*** Opening Input data ***

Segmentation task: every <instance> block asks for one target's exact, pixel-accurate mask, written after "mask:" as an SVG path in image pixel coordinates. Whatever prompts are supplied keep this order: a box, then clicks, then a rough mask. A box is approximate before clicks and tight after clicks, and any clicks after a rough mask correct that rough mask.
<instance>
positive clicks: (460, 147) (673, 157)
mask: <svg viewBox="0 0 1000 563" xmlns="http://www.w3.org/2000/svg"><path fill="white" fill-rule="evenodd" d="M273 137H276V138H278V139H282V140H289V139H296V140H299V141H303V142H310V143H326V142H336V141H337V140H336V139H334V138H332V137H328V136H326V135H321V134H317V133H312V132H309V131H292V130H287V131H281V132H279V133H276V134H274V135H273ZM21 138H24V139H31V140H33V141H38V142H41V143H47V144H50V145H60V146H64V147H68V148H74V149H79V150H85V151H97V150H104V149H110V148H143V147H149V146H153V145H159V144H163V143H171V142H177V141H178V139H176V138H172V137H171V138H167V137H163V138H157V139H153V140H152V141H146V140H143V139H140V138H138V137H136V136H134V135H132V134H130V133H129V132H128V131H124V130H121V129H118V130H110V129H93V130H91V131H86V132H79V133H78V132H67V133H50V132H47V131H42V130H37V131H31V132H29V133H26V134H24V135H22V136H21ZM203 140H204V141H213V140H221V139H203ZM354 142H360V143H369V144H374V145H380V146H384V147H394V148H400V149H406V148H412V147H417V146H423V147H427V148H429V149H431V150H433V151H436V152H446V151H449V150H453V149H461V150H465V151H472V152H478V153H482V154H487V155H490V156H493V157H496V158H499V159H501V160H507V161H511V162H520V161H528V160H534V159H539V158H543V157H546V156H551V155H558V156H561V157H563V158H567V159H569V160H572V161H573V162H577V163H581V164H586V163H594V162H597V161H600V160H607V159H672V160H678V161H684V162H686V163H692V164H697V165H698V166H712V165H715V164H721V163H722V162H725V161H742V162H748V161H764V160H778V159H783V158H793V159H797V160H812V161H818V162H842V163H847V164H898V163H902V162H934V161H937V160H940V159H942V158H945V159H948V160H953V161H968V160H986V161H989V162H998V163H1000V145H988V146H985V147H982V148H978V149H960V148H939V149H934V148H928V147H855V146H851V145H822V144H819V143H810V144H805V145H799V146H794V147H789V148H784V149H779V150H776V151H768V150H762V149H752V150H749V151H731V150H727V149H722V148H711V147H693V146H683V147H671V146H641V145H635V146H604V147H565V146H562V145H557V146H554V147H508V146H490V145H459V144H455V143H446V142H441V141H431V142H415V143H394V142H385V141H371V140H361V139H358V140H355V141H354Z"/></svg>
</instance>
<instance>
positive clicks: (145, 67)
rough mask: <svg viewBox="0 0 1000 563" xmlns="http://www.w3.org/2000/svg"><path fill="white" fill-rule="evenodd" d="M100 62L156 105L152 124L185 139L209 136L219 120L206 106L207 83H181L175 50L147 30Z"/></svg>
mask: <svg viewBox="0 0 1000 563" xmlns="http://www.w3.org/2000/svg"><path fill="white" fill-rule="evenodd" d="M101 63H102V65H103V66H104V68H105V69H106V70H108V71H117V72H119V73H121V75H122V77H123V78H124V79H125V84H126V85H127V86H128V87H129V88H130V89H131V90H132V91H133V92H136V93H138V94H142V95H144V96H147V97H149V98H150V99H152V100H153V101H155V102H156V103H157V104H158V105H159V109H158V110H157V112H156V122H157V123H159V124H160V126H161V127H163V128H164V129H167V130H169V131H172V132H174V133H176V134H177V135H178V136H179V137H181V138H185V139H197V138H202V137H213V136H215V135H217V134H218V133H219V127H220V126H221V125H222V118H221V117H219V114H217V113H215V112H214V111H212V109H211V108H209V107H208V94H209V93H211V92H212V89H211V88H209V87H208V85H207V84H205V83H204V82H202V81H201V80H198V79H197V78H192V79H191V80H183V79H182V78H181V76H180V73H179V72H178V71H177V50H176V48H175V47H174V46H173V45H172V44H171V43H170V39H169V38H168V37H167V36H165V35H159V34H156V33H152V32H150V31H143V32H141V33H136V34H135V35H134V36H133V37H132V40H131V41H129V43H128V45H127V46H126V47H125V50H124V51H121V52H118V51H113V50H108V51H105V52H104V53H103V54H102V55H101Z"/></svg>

*** Closing Input data ***

= Task instructions =
Copy the listing word for word, starting at its first line and ending at the line that contains "positive clicks: (460, 147) (673, 157)".

= Answer box =
Segmentation task: every <instance> block asks for one target's exact, pixel-accurate mask, written after "mask:" as an SVG path in image pixel coordinates. Whatever prompts are supplied keep this order: a box, then clicks, then a rough mask. A box is approximate before clicks and tight after clicks, and any clicks after a rough mask correct that rough mask.
<instance>
positive clicks: (460, 147) (673, 157)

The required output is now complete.